■ Assignment ■
Please take the records that follow and repeat exactly the lines starting with the line with "Reviewer note: confirm that each instance of the yellow" and going on through the line with "Reviewer note: confirm that each instance of the roof".
(Given entries Opens)
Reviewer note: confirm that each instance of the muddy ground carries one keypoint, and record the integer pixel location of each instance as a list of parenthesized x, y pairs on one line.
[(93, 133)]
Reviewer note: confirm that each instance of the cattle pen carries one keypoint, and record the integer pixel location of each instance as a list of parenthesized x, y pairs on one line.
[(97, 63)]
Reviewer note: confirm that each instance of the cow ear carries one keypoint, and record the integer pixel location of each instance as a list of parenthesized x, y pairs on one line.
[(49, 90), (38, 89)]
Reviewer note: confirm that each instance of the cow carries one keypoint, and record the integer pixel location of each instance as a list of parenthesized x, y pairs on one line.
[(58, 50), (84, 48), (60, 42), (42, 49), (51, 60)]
(Given entries Closes)
(Given entries Opens)
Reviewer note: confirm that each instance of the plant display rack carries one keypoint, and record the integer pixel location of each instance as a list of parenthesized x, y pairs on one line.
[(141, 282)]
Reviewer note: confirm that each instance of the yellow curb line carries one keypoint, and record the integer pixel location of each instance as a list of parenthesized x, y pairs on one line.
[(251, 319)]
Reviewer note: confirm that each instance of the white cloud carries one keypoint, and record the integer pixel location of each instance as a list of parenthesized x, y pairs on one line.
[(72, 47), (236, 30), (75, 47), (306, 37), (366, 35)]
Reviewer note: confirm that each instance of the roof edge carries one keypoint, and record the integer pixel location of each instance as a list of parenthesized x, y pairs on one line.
(Given entries Closes)
(Given entries Opens)
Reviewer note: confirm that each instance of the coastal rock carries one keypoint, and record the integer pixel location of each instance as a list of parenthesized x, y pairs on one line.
(Given entries Closes)
■ Result below ■
Reviewer note: confirm that each instance of the yellow curb line carries one keypoint, and record the integer pixel location of each instance as a list of parenthesized x, y pairs on one line.
[(251, 319)]
Reviewer note: confirm that each instance of the white cloud carries one keypoint, and record the integer pixel location of each instance as a list of parenthesized x, y pairs on one line.
[(72, 47), (236, 30), (75, 47), (306, 37), (366, 35)]
Reviewer note: confirm that each instance of the roof edge carries one keypoint, and record the integer pixel location of each instance as a list of parenthesized x, y pairs on one line.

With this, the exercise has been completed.